::: Extract provided

Add MySQL JDBC Driver Library
Since we are using MySQL we need to include the driver's jar in our setup. Download the MySQL JDBC driver from http://www.mysql.com/downloads/connector/j/ and copy the downloaded directory into D:\software\solr-4.1.0\example\lib.

At the time of writing my MySQL JDBC driver's folder's name is mysql-connector-java-5.1.23.
Add schema.xml
The tutorial does NOT explain clearly that schema.xml is required for searching in Solr's indexes. Anyway schema.xml tells Solr how to index and query the fields, whether to store fields in the index for retrieving purposes, etc. If you know your columns and Solr very well you'll be able to do all kinds of optimizations to Solr's query parser and indexer.

If you don't add schema.xml you'll be able to index fine but you won't be able to get any results when you execute a query at http://localhost:8983/solr/#/collection1/query.
For now let's just add a basic schema.xml. Add schema.xml in the same directory as data-config.xml. Mine looks like:
<?xml version="1.0" encoding="UTF-8" ?>
 <schema name="example" version="1.5">
  <fields>
<-- your primary key column should ALWAYS use type string to avoid strange errors like the following: -->
<-- Caused by java.lang.NumberFormatException: For input string: "MA147LL/A" -->
   <field name="entry_id" type="string" indexed="true" stored="true" required="true" multiValued="false" /> 
   <field name="term" type="string" indexed="true" stored="true" required="true"/>
<!-- Caused by org.apache.solr.common.SolrException: _version_field must exist in schema, using indexed="true" stored="true" and multiValued="false" (_version_ does not exist) -->
   <field name="_version_" type="long" indexed="true" stored="true" multiValued="false"/>
<!-- Caused by org.apache.solr.common.SolrException: undefined field text -->
   <field name="text" type="string" indexed="true" stored="false" multiValued="true"/> 
  </fields>
  <uniqueKey>entry_id</uniqueKey>
  <types>
<!-- do NOT define a fieldType named 'text' to avoid exception: org.apache.solr.common.SolrException: undefined field text -->
<!-- Caused by org.apache.solr.common.SolrException: Unknown FieldType: 'string' used in QueryElevationComponent -->
    <fieldType name="string" class="solr.StrField" sortMissingLast="true" />
    <fieldType name="long" class="solr.TrieLongField" precisionStep="0" positionIncrementGap="0"/>
  </types>
 </schema>
As you can see I include comments for common 'gotchas'. Solr has very complicated syntax for defining even the most common field types like integer and string. I've done the hard work so you didn't need to spend hours trying to debug schema.xml.

Done! Let's Import MySQL Data into Solr!
Open browser and go to http://localhost:8983/solr/dataimport and you should see an XML response like:
<response>
 <lst name="responseHeader">
  <int name="status">0</int>
  <int name="QTime">0</int>
 </lst>
 <lst name="initArgs">
  <lst name="defaults">
   <str name="config">data-config.xml</str>
  </lst>
 </lst>
 <str name="status">idle</str>
 <str name="importResponse"/>
 <lst name="statusMessages"/>
 <str name="WARNING">
  This response format is experimental. It is likely to change in the future.

::::::

• **Exercise tasks**:
1. From the Solr setup notes, extract the part that opens with the words containing "At the time" and closes with "parser and indexer.".
2. In the listing, replace "bench" with "seat" in the part that opens with the line containing "Target: green bench" and closes with the line containing "pixel 347 274". Return only those lines, leaving everything else unchanged.

::: Given records

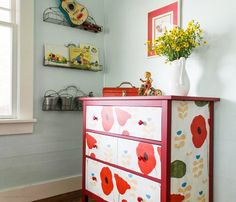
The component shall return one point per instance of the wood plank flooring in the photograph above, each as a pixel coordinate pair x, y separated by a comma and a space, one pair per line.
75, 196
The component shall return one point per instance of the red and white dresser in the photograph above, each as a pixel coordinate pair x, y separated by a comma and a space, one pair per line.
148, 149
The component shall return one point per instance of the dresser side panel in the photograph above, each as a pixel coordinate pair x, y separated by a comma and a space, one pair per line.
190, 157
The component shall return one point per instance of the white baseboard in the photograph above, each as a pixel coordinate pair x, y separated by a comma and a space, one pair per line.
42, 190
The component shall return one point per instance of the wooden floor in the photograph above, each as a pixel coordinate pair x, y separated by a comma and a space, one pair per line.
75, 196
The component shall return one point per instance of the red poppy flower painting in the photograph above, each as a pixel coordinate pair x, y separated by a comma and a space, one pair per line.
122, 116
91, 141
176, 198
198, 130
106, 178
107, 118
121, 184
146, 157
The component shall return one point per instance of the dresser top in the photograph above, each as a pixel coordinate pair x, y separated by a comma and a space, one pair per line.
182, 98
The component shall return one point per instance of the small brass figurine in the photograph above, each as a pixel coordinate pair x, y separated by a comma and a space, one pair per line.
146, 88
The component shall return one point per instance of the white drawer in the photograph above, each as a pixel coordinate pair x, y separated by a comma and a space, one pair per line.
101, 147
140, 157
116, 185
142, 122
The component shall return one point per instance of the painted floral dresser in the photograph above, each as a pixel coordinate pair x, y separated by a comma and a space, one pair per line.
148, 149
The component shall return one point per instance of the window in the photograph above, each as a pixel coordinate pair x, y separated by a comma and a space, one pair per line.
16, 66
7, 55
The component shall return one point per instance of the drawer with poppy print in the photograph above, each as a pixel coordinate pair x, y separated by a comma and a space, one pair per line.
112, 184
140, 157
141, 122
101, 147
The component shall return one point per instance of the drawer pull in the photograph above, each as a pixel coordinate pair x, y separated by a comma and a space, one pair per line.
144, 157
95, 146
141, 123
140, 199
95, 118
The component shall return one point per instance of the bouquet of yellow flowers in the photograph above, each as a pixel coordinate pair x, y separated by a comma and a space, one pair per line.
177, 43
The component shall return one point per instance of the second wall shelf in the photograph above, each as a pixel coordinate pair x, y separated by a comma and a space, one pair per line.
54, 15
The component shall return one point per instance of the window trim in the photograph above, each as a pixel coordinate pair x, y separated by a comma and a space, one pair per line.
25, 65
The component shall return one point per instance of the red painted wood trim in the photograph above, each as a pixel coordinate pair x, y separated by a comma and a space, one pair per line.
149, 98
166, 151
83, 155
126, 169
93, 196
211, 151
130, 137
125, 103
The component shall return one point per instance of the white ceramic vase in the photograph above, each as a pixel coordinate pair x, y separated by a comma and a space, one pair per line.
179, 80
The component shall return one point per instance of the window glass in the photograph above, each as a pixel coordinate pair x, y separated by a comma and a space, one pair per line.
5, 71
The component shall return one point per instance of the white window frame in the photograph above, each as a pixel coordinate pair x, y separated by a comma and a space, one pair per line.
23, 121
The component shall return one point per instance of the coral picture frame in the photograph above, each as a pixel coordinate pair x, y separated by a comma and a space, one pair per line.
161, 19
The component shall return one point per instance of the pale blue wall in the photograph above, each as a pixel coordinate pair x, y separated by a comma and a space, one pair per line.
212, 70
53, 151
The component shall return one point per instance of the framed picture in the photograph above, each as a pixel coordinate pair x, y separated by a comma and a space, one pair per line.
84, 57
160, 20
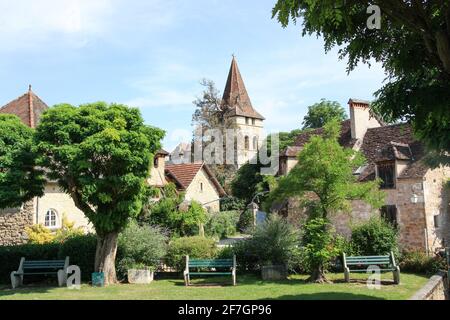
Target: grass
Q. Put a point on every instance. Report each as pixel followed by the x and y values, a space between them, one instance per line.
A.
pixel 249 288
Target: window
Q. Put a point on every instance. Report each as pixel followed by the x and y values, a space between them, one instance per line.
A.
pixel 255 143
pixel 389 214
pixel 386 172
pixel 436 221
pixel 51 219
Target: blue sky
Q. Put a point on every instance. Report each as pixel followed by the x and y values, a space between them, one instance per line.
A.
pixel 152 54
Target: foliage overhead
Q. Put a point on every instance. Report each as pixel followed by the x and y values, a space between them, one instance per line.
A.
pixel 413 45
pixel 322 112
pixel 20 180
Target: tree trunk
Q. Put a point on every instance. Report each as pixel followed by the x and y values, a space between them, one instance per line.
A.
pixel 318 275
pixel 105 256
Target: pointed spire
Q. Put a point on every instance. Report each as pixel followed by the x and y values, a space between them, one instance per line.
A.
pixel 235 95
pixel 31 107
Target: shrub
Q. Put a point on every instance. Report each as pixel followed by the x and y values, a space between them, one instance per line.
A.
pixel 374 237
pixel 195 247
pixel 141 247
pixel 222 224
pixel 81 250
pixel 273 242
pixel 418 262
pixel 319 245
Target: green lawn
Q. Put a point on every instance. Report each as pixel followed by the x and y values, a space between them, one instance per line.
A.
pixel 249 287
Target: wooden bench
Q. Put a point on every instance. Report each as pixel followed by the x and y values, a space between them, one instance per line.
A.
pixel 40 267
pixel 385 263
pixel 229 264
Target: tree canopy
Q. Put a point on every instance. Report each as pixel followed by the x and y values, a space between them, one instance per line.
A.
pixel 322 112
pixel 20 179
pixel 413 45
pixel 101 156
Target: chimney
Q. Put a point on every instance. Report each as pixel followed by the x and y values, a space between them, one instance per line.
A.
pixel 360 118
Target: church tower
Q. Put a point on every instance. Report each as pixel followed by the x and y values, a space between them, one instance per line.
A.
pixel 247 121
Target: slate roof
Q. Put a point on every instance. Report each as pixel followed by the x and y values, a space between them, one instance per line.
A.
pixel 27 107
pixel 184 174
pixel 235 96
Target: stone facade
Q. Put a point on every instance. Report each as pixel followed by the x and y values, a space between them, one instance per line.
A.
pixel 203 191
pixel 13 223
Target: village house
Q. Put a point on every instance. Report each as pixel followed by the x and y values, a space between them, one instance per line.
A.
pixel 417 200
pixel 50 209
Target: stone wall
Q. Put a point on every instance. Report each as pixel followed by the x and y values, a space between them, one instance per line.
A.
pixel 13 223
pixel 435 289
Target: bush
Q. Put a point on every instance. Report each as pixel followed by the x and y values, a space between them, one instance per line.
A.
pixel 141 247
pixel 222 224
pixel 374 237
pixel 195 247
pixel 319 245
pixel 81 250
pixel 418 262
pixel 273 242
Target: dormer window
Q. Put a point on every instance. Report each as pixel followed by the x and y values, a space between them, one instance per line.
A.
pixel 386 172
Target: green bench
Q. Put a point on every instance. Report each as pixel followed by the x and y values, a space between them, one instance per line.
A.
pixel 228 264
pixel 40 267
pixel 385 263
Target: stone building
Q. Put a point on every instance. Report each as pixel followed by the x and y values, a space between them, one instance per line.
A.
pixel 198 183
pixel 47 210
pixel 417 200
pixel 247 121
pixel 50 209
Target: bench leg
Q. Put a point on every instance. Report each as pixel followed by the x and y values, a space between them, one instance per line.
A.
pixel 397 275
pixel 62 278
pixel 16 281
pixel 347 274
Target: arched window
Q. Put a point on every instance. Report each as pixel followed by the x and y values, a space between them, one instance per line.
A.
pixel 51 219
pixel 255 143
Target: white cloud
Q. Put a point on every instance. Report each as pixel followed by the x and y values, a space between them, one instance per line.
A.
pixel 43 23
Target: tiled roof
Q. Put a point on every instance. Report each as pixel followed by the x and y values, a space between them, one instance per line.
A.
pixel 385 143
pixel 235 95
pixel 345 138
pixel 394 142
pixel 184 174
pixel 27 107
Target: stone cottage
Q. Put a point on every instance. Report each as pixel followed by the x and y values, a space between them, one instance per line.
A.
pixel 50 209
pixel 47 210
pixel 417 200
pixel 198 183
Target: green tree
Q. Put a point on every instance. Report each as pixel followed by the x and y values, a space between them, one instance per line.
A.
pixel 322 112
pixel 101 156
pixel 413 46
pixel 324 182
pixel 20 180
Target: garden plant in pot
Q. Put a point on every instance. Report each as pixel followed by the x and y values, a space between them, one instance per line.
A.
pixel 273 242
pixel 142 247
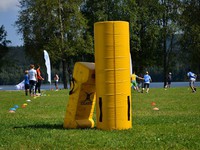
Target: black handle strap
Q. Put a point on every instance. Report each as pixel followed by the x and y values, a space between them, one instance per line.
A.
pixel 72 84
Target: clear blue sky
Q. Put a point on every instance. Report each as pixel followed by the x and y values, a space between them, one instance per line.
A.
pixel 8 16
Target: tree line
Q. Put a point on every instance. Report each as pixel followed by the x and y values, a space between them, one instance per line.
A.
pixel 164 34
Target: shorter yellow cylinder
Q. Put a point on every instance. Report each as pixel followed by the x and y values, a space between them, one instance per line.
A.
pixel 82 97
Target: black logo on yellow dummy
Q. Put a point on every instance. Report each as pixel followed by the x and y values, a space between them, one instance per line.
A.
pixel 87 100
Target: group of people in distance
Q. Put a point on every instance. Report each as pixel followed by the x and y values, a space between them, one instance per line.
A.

::::::

• **Worked solutions**:
1.
At the time of writing my MySQL JDBC driver's folder's name is mysql-connector-java-5.1.23.
Add schema.xml
The tutorial does NOT explain clearly that schema.xml is required for searching in Solr's indexes. Anyway schema.xml tells Solr how to index and query the fields, whether to store fields in the index for retrieving purposes, etc. If you know your columns and Solr very well you'll be able to do all kinds of optimizations to Solr's query parser and indexer.

2.
Target: green seat
Q. Put a point on every instance. Report each as pixel followed by the x and y values, a space between them, one instance per line.
A.
pixel 228 264
pixel 40 267
pixel 385 263
Target: stone building
Q. Put a point on every instance. Report each as pixel followed by the x and y values, a space between them, one instance per line.
A.
pixel 198 183
pixel 47 210
pixel 417 200
pixel 247 121
pixel 50 209
Target: seat leg
Q. Put a point on every instance. Report each as pixel followed by the x and y values, a space between them, one instance per line.
A.
pixel 397 275
pixel 62 278
pixel 16 281
pixel 347 274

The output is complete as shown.